[SUPPLIED DATA]
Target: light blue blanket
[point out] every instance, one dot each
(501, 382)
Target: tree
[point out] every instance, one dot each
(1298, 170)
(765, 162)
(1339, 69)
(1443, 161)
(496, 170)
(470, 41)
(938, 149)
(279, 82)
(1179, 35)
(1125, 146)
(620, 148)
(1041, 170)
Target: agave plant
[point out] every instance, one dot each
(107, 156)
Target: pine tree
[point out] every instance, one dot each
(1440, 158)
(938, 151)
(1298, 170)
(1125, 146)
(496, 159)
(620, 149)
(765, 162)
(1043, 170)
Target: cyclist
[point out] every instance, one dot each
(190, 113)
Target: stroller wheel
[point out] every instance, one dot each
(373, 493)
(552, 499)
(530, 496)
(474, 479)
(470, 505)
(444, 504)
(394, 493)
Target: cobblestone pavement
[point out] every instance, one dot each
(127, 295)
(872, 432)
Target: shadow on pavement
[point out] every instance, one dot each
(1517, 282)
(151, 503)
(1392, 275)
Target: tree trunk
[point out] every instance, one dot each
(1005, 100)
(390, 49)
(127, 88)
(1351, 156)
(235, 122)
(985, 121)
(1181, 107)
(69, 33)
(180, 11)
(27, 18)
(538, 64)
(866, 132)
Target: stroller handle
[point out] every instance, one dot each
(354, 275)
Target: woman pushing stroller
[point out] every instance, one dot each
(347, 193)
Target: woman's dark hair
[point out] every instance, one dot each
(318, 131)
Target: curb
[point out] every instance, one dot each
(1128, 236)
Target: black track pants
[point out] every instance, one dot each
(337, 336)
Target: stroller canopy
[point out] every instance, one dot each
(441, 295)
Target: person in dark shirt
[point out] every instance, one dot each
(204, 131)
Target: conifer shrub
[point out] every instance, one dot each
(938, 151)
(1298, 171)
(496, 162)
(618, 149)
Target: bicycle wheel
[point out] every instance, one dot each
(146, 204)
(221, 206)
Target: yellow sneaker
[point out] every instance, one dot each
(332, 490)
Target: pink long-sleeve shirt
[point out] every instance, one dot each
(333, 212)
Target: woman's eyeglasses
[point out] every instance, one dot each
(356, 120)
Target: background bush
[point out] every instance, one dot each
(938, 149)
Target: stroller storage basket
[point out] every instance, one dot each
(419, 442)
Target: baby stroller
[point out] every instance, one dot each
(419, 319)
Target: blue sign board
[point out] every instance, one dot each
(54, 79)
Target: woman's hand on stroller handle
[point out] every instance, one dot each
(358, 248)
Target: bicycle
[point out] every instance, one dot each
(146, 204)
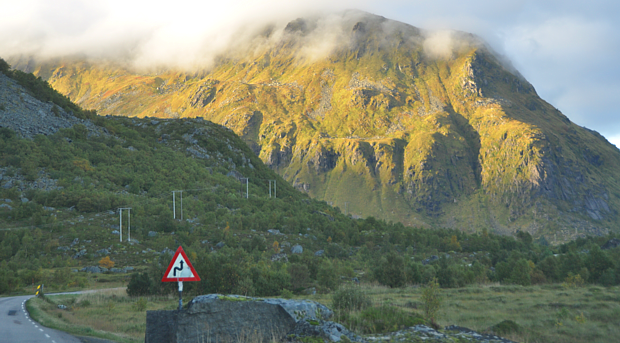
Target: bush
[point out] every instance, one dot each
(390, 270)
(350, 299)
(106, 262)
(506, 327)
(140, 284)
(140, 304)
(381, 319)
(431, 296)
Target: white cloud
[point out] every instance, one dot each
(567, 49)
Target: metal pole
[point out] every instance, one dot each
(180, 295)
(120, 222)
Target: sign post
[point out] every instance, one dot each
(180, 269)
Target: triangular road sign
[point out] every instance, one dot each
(180, 268)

[WORK TO BE COMPLETED] Give the count of lines above that include the word "pavement", stating no other information.

[ANSWER FOR THIS EXERCISE] 2